• _TEXTE À LIRE_:
· · · ·

La crise du livre n’est pas la crise de la lecture


Points de vue intéressants tirés de l’article Mutation de l'animal lecteur : les nouvelles pratiques de lecture, de Nathalie Crom, publié le 24/08/2013 sur le site de Telerama (mis à jour le 30/08/2013).
À méditer.

Olivier Donnat, chargé d'analyser les enquêtes régulièrement menées sur les pratiques culturelles des Français
« Souvent, on parle de crise de la lecture pour évoquer en réalité la crise du livre. Mais ce n'est pas du tout la même chose. Le livre n'est clairement plus, aujourd'hui, le support privilégié et prédominant de la lecture. De plus en plus, nos actes de lecture se situent hors de lui – au profit, notamment, des différents écrans qui nous entourent au quotidien. Mais il est fréquent aussi que, prononçant le mot “lecture”, on parle en réalité du rapport de l'homme d'aujourd'hui à la littérature, relation qui serait en train de se transformer, voire de se déliter. Le fait est que la lecture de romans et d'œuvres littéraires n'est qu'une petite partie des actes de lecture de livres.»
« La lecture dite “sérieuse” est porteuse de contraintes qui rentrent difficilement dans nos modes de fonctionnement actuels : tout ce qui relève du temps long a du mal à s'insérer dans le temps saccadé, fragmenté qui est le nôtre. »


Michel Melot, ancien président du Conseil supérieur des bibliothèques
« Nous sommes dans un moment de mutation, c'est certain. Mais comment peut-on parler de crise de la lecture, voire de rupture avec la civilisation de l'écrit, alors qu'on n'a jamais autant lu ? Plus que jamais auparavant, l'écrit est partout dans nos vies, sur nos écrans, dans nos boîtes mail, sur les murs de nos villes… L'alphabet se décline sur les touches de nos ordinateurs, à tel point que nombre d'enfants d'aujour­d'hui savent lire avant d'entrer au cours préparatoire ! Non, ce qui est en crise, c'est la librairie. Parce que, de plus en plus, on consulte, on imprime chez soi. »

· · · ·

• _DONNÉES FOURNIES_:

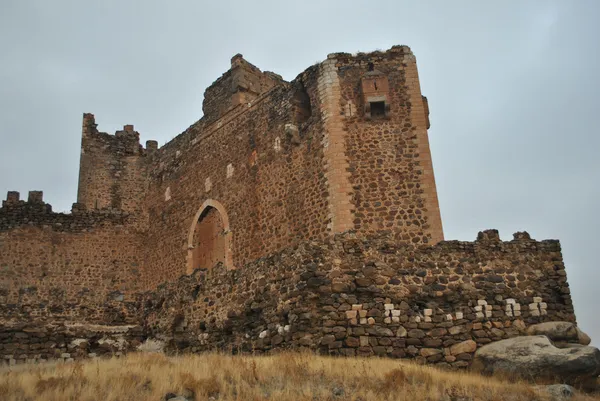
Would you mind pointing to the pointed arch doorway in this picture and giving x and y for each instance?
(209, 238)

· · · ·

• _CONSIGNES DE LA TÂCHE_: Réécrivez le passage du texte à lire commençant à « Points de vue » et se terminant à « jour le 30/08/2013). », en remplaçant « intéressants » par « éclairants ». Servez-vous uniquement du texte à lire.

• _RÉPONSE FINALE_:
Points de vue éclairants tirés de l’article Mutation de l'animal lecteur : les nouvelles pratiques de lecture, de Nathalie Crom, publié le 24/08/2013 sur le site de Telerama (mis à jour le 30/08/2013).